Task to complete:
Continue the passage about the National Tenants Bill of Rights, picking up after its final sentence.

Text for analysis:
»»

The National Tenants Bill of Rights echoes the demands of successful and ongoing state- and community-level campaigns for rent control, just-cause evictions, and enforceable requirements for decent housing conditions. The document’s authors hope it can be useful in those local campaigns, but they designed it to apply at the national level. It follows tenant unions’ demand that the Biden administration impose rent control and good-conditions requirements on the one-third of US rental units whose owners benefit from federally backed mortgages. “Tenants need federal protections, especially when rents are higher than they have ever been and landlords have more consolidated power than ever before,” said Tara Raghuveer, director of the Tenant Union Federation.

««

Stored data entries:
»»

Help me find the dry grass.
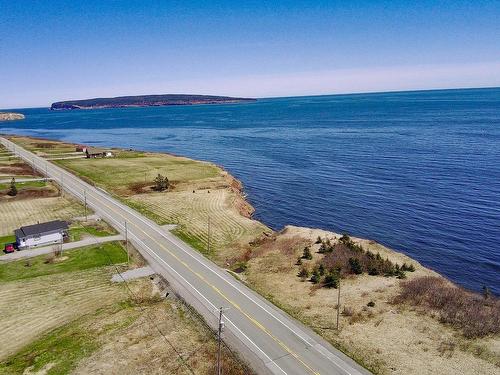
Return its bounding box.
[132,188,267,263]
[73,280,250,375]
[244,227,500,375]
[392,276,500,338]
[0,268,123,359]
[0,197,84,236]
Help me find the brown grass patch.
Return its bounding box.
[0,163,42,176]
[392,276,500,338]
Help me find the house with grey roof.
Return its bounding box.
[14,220,68,249]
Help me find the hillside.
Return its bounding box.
[50,94,255,110]
[0,112,24,121]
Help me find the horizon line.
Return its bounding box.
[0,86,500,111]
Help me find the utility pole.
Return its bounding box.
[207,215,210,254]
[125,222,130,264]
[83,190,87,221]
[337,277,340,331]
[217,307,224,375]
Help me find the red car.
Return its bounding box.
[3,243,16,254]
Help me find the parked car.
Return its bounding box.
[3,243,16,254]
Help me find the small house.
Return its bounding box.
[14,220,68,249]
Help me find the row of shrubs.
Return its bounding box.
[391,276,500,338]
[297,235,415,288]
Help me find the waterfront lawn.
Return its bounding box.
[56,153,220,195]
[0,242,127,282]
[0,234,16,251]
[68,221,117,242]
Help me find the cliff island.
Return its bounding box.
[0,112,24,121]
[50,94,256,110]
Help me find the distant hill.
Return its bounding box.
[0,112,24,121]
[50,94,256,110]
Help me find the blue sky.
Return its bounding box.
[0,0,500,108]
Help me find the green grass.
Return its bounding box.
[68,225,116,242]
[0,321,99,375]
[55,152,220,193]
[0,181,47,190]
[0,242,127,282]
[0,299,140,375]
[0,234,16,251]
[171,227,211,256]
[125,198,171,225]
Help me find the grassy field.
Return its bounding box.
[0,181,47,191]
[243,227,500,375]
[0,234,16,251]
[131,189,267,259]
[0,246,250,375]
[8,136,75,156]
[68,220,118,242]
[56,154,219,195]
[0,242,127,282]
[0,197,84,236]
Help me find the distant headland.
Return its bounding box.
[0,112,24,121]
[50,94,256,110]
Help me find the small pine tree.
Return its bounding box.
[339,233,351,245]
[349,258,363,275]
[154,173,169,191]
[302,246,312,260]
[7,177,17,197]
[318,263,325,276]
[483,285,491,299]
[311,268,321,284]
[325,272,339,289]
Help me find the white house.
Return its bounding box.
[14,220,68,249]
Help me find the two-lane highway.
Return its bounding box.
[0,138,369,375]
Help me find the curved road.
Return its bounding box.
[0,138,370,375]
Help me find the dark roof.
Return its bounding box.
[14,220,68,237]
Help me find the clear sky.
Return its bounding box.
[0,0,500,108]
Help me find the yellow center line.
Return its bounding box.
[4,140,320,375]
[85,191,320,375]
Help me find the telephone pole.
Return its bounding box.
[207,216,210,254]
[83,190,87,221]
[217,307,224,375]
[337,277,340,331]
[125,222,130,264]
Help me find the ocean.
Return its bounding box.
[0,89,500,295]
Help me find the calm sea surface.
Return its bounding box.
[0,89,500,295]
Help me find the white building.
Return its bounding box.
[14,220,68,249]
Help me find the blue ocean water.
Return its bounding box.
[0,89,500,295]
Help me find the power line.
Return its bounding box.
[90,235,199,375]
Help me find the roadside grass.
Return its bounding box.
[0,181,47,190]
[0,300,140,375]
[55,152,220,195]
[0,242,127,282]
[68,222,117,242]
[124,198,172,225]
[0,195,87,236]
[171,227,210,256]
[0,234,16,251]
[0,320,99,375]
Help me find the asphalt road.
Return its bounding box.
[0,138,369,375]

««

Output for this exercise:
Raghuveer is referring to the increasingly dominant role that private equity and corporate landlords play in the nation’s rental market. These megalandlords own the majority of all US rental units, including 80 percent–plus of the properties with twenty-five or more units, all while gobbling up single-family homes too. That market dominance and the use of rent-setting algorithms that are under federal investigation for price-fixing sets the stage for shameless price-gouging. Bob Nicolls, CEO of one of America’s top corporate landlords, Monarch Investment and Management Group, gleefully told investors in the middle of the COVID pandemic that big rent hikes were coming. “We have an unprecedented opportunity . . . to really press rents,” Nicolls said. “Where are people going to go? They can’t go anywhere.”

Sure enough, rent costs have risen nearly 30 percent since early 2020. The Federal Reserve reports that one in every five renters fell behind on their rent at some point last year. Our clients’ experiences tell us many of those who managed to make their rent payments did so only after skipping prescriptions, utility payments, and meals. As the saying goes, the rent eats first.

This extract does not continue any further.